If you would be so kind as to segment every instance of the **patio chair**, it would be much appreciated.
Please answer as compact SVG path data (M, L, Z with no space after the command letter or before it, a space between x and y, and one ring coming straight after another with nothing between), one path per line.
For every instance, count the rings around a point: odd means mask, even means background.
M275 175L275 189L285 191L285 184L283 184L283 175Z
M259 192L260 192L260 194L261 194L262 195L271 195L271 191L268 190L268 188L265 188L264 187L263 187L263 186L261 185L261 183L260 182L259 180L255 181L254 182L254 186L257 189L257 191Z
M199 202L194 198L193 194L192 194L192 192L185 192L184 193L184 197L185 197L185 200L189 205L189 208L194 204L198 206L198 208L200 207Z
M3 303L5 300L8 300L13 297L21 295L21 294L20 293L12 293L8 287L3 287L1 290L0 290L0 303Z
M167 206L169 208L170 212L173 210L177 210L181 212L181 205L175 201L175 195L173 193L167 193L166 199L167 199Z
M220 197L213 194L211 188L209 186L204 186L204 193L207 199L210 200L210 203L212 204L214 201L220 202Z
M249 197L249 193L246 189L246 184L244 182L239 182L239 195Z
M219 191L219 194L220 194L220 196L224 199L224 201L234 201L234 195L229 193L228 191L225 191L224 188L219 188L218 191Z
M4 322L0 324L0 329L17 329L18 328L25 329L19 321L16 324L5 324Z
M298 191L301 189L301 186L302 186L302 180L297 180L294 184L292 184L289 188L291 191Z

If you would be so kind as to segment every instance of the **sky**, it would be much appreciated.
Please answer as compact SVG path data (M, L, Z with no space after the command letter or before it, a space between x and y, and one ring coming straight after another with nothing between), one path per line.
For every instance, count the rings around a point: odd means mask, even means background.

— Requirements —
Copy all of the data above word for word and line for line, changing nothing.

— Answer to the exercise —
If you would be so kind as to segment every instance of the **patio chair**, it would be much appreciated.
Please answer as compact SVG path data (M, L, Z with no space after the command letter or before it, a space between x and y, and one ring coming straight after another with nothing between), one path per line.
For every instance, count the rings around a point: odd means mask, even means background.
M275 175L275 189L285 191L285 184L283 184L283 175Z
M259 192L260 192L260 194L261 194L262 195L271 195L271 191L268 190L268 188L265 188L264 187L263 187L263 186L261 185L261 183L260 182L259 180L255 181L254 182L254 186L257 189L257 191Z
M199 202L194 198L193 194L192 194L192 192L185 192L184 193L184 197L185 197L185 200L189 205L189 208L194 204L198 206L198 208L200 207Z
M3 303L5 300L8 300L13 297L21 295L21 294L20 293L12 293L8 287L3 287L1 290L0 290L0 303Z
M167 206L169 208L170 212L173 210L177 210L181 212L181 205L175 201L175 195L173 193L167 193L166 199L167 199Z
M220 197L213 194L211 188L209 186L204 186L204 193L207 199L210 200L210 203L212 204L214 201L220 202Z
M249 197L249 193L246 189L246 184L244 182L239 182L239 195Z
M219 191L219 194L220 194L220 196L224 199L224 201L234 201L234 195L229 193L228 191L225 191L224 188L219 188L218 191Z
M4 322L0 324L0 329L17 329L18 328L25 329L19 321L16 324L5 324Z
M298 191L301 189L301 186L302 186L302 180L297 180L294 184L292 184L289 188L291 191Z

If you would be so kind as to segment every instance of the **sky**, it would be much appreciated.
Please answer as compact SVG path data (M, L, Z with no space after the command letter or before it, a space between x and y, and one ring coming straight after another with nothing between), one path per line.
For every instance, count the rings around a point: odd means mask, even means background.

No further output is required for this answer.